- ENTRIES SHOWN:
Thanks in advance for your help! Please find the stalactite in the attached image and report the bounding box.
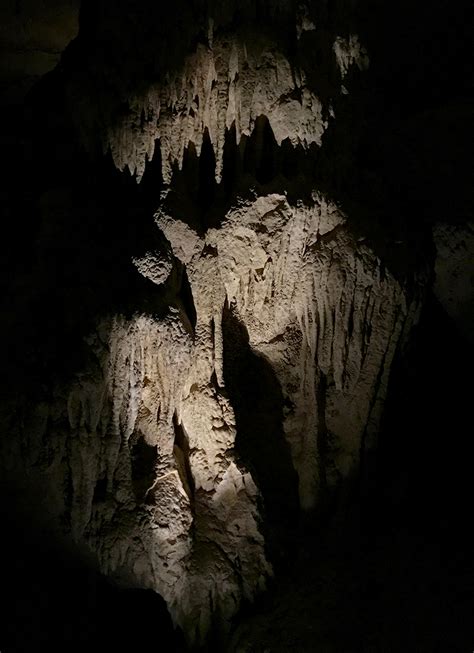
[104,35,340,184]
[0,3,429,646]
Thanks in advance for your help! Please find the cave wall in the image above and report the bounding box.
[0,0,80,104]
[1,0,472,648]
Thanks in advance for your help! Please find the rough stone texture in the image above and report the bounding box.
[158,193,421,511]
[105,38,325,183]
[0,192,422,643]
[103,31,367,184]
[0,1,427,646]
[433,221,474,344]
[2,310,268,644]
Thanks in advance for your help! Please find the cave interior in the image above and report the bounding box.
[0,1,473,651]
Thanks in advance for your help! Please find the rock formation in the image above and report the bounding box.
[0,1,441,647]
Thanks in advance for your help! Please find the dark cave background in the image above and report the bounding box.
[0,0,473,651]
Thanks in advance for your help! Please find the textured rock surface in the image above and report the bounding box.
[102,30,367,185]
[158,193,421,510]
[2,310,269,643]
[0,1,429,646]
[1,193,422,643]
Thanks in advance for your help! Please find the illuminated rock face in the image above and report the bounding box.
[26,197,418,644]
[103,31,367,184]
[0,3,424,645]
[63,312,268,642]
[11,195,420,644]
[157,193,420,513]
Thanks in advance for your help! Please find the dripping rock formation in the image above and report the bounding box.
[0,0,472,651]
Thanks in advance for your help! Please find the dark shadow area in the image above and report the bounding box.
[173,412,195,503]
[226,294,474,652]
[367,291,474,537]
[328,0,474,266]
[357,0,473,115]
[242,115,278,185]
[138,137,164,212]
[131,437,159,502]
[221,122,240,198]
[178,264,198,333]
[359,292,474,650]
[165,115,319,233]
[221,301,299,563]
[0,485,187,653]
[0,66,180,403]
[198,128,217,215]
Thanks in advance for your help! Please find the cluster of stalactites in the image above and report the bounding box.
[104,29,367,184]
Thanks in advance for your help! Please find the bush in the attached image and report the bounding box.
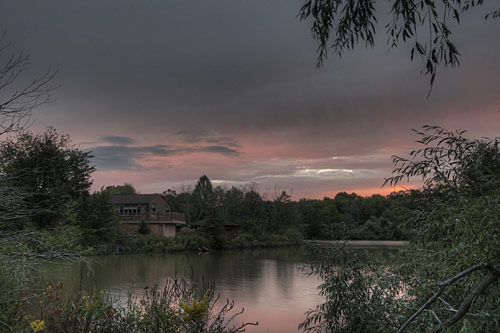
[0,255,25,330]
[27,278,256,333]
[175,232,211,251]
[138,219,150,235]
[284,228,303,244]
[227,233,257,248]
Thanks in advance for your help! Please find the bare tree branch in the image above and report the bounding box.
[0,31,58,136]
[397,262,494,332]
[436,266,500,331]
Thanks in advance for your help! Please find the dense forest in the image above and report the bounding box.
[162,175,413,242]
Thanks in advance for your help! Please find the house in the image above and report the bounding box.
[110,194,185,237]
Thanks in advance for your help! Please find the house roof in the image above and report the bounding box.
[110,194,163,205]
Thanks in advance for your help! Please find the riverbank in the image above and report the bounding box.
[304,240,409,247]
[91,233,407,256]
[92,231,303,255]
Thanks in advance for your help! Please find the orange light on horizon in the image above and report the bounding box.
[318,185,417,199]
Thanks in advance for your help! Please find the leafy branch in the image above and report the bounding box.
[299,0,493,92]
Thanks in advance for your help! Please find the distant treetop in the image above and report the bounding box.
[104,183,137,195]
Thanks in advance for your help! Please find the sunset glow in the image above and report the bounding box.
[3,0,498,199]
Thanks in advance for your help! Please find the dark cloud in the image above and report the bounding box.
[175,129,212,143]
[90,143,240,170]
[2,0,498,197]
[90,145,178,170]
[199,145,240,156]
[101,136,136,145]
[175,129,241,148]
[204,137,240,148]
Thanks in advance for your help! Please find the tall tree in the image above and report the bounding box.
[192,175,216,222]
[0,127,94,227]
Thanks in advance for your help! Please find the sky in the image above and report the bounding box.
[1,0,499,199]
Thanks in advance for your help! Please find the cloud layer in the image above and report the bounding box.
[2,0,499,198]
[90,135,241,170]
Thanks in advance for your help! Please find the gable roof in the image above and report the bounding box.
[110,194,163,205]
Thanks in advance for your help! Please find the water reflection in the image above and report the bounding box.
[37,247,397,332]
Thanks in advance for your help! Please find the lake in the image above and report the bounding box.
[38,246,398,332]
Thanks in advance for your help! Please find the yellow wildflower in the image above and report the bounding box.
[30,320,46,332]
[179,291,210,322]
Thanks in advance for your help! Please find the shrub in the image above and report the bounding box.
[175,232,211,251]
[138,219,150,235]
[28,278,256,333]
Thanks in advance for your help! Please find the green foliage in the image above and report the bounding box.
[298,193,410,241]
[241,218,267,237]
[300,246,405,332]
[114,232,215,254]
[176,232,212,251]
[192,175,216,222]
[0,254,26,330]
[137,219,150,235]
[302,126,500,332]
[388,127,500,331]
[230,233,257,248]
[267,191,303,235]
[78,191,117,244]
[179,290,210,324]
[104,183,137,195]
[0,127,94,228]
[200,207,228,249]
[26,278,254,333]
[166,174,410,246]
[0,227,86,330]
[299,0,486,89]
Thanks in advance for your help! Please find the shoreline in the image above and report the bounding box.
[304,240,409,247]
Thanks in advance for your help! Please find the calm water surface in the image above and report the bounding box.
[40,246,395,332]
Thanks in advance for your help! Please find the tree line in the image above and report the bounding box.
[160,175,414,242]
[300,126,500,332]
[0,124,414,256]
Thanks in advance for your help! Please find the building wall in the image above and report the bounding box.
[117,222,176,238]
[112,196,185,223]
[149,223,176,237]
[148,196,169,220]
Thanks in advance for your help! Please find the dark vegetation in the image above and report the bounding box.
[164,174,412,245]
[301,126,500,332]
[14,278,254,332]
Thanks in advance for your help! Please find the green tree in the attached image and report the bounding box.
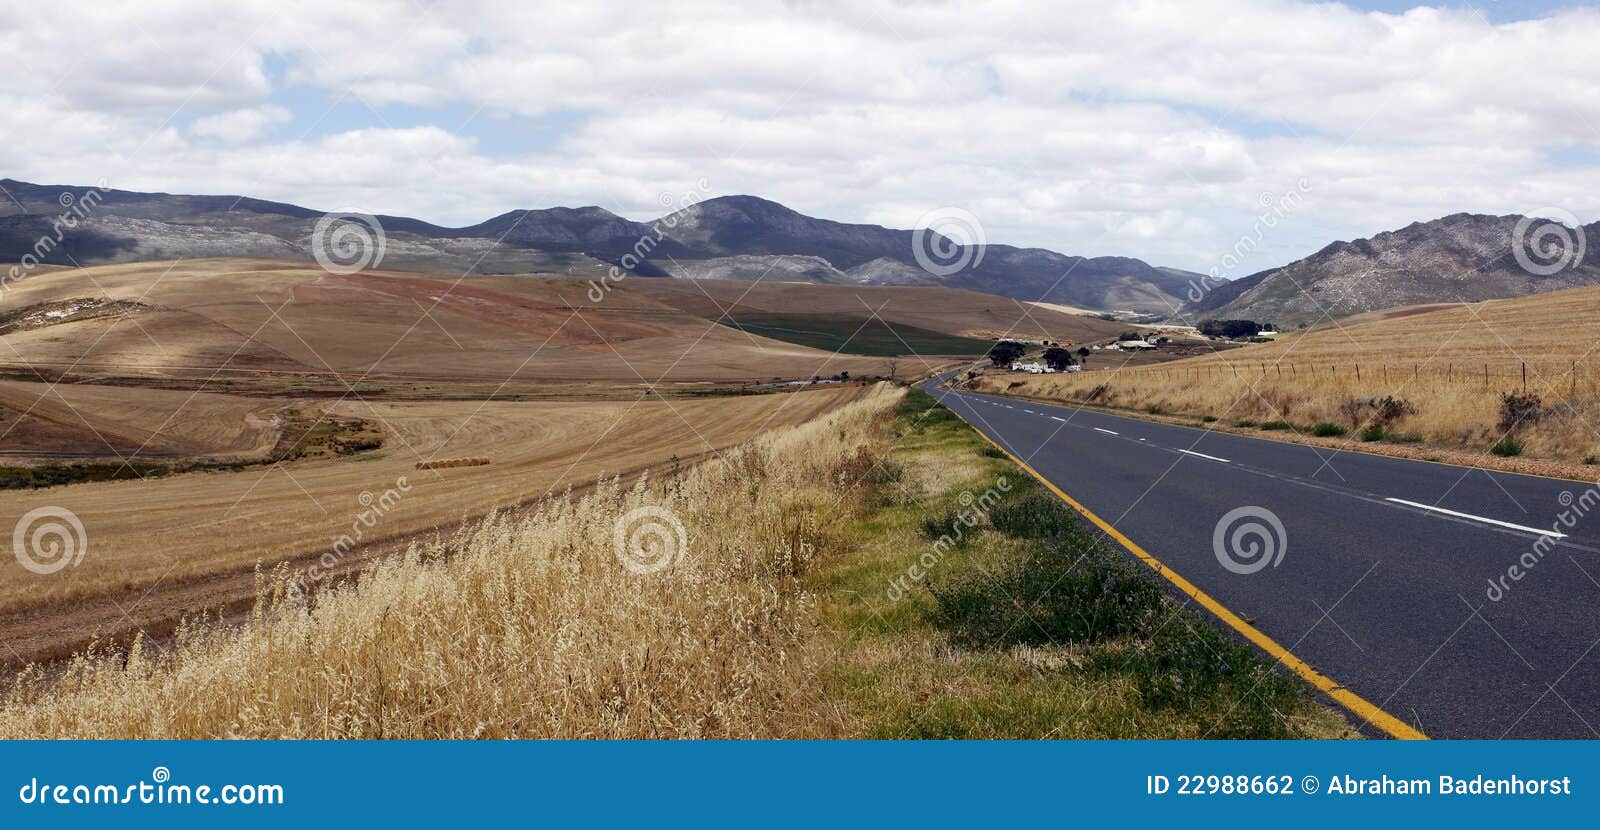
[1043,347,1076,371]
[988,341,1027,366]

- WORK INSTRUCTIONS: You are asked to reproduce each line above exactly, but to exclude the pictures.

- OUTPUT FOR THIS EXERCISE:
Thanks in advance for your help! Please find the stalactite in the attached image and report the bounding box.
[104,35,340,184]
[0,3,429,646]
Thanks in advance for your help! Please find the cave wall in the image above and report the bounding box.
[0,0,80,104]
[1,0,472,648]
Thanks in advance for your help! Please find the rough stone texture in the image above and report the bounding box.
[158,193,421,511]
[105,38,325,183]
[0,192,422,643]
[103,31,367,184]
[0,1,427,646]
[433,221,474,344]
[2,310,268,644]
Thanks in advance for your help! Please find the cave interior in the image above and report the bounding box.
[0,1,473,651]
Thanks in advance for your help! Please find the rock formation in the image above and report the bounding box.
[0,1,441,647]
Thanks in advance for your help! Please find the dark cave background in the image above and report the bounding box.
[0,0,473,651]
Thanks in advance for your help! Please find the textured rock surface in the image above and report the bounding box.
[102,30,367,185]
[158,193,421,510]
[2,310,269,643]
[0,1,429,646]
[1,193,422,643]
Thanks in advance for your help! Please find the illuminated rock face in the image above and report the bounding box.
[26,197,418,644]
[103,31,367,184]
[0,3,424,645]
[63,312,268,642]
[11,195,420,644]
[157,193,420,513]
Thanks in advance for your help! Please find the dripping rock formation in the image above and report the bounding box.
[0,0,472,651]
Thanks in advance for your help! Please find the dark shadow area in the image above and report the bounding box.
[173,412,195,503]
[226,294,474,652]
[367,291,474,537]
[328,0,474,266]
[357,0,473,115]
[242,115,278,185]
[138,137,164,212]
[131,437,159,502]
[221,122,240,198]
[178,264,198,333]
[359,292,474,650]
[165,115,319,233]
[221,301,299,563]
[0,485,187,653]
[0,66,180,403]
[198,128,217,215]
Thanks in advance for your help! Please find the cluster of stalactites in the image above and report the bounding box.
[104,29,367,184]
Thanks in advance for your help! Please find the bush in the attached image and report the bounding box.
[0,255,25,330]
[27,278,256,333]
[175,232,211,251]
[138,219,150,235]
[284,228,303,244]
[227,233,257,248]
Thanks in advance for your help! Please find the bare tree branch in the image above and report the bounding box.
[0,31,58,136]
[397,262,494,332]
[436,266,500,331]
Thanks in advance for your help! Please find the dense forest in the image above and report the bounding box.
[162,175,413,242]
Thanks in advance for your help! Please find the house in the image above and report the bounding box.
[110,194,185,237]
Thanks in advance for your help! Please find the house roof in the image above and report the bounding box.
[110,194,163,205]
Thanks in advance for your help! Please find the riverbank in the image above and report the bounding box.
[304,240,409,247]
[91,233,407,256]
[92,231,303,255]
Thanks in advance for your help! Please find the orange light on horizon in the image above and report the bounding box.
[318,185,417,199]
Thanks in advance for your help! Please find the leafy branch in the image above and report the bounding box.
[299,0,493,92]
Thanks in advance for your help! Please find the distant treetop in the image above and report the bounding box.
[104,183,137,195]
Thanks in advance for your help! Please find the sunset glow in the image above and report the bounding box.
[3,0,498,199]
Thanks in advance for your help! Please find the dark cloud in the image above and report the bounding box.
[175,129,212,143]
[90,143,240,170]
[2,0,498,197]
[90,145,178,170]
[199,145,240,156]
[101,136,136,145]
[175,129,241,148]
[204,137,240,148]
Thanks in advance for your help! Please find the tall tree in the image above and report the bounding box.
[192,175,216,222]
[0,127,94,227]
Thanks in advance for your help! Please find the sky in the image above and report the bounding box.
[1,0,499,199]
Thanks in advance for your help! Please find the cloud layer in the image above and report the bounding box.
[2,0,499,198]
[90,135,241,170]
Thanks in advance for your help! Please find the gable roof in the image above and report the bounding box.
[110,194,163,205]
Thanks in advance for your help! Please find the water reflection in the image above and report the bounding box.
[37,247,397,332]
Thanks in advance for your help! Please find the lake in the image above and report the bounding box.
[38,246,398,332]
Thanks in advance for your help! Please find the yellow wildflower in the image above and report the bounding box.
[30,320,46,332]
[179,291,210,322]
Thanks in advance for your help! Please find the shrub in the image above and report the bounding box.
[175,232,211,251]
[138,219,150,235]
[28,278,256,333]
Thanks in advance for your help! Please find the green foliage in the image above and report the bounding box.
[298,193,410,241]
[241,218,267,237]
[300,246,405,332]
[114,232,215,254]
[176,232,212,251]
[192,175,216,222]
[0,254,26,330]
[137,219,150,235]
[302,126,500,332]
[388,127,500,331]
[230,233,257,248]
[267,191,303,235]
[78,191,117,244]
[179,290,210,324]
[104,183,137,195]
[0,127,94,228]
[200,207,228,249]
[26,278,254,333]
[166,174,410,246]
[0,227,86,330]
[299,0,486,89]
Thanks in advance for your help! Please find the shoreline in the image above and report the bounding box.
[304,240,409,247]
Thanks in advance for your help! Please find the calm water surface in the image above and report the bounding box.
[40,246,395,332]
Thanks in advance for your help! Please find the tree line in the image above and report the bounding box.
[160,175,414,242]
[300,126,500,332]
[0,124,414,256]
Thanks in advance for your help! Please find the building wall in the image above and report the bounding box.
[117,222,176,238]
[112,196,185,223]
[149,223,176,237]
[148,196,169,220]
Thanks in advance for your help! Please find the dark vegetation in the image above and report the bounding box.
[164,174,412,245]
[301,126,500,332]
[14,278,254,332]
Thanks in advance for your help! Please find the green tree in the attached image and report the bounding box.
[1043,347,1076,371]
[988,341,1027,366]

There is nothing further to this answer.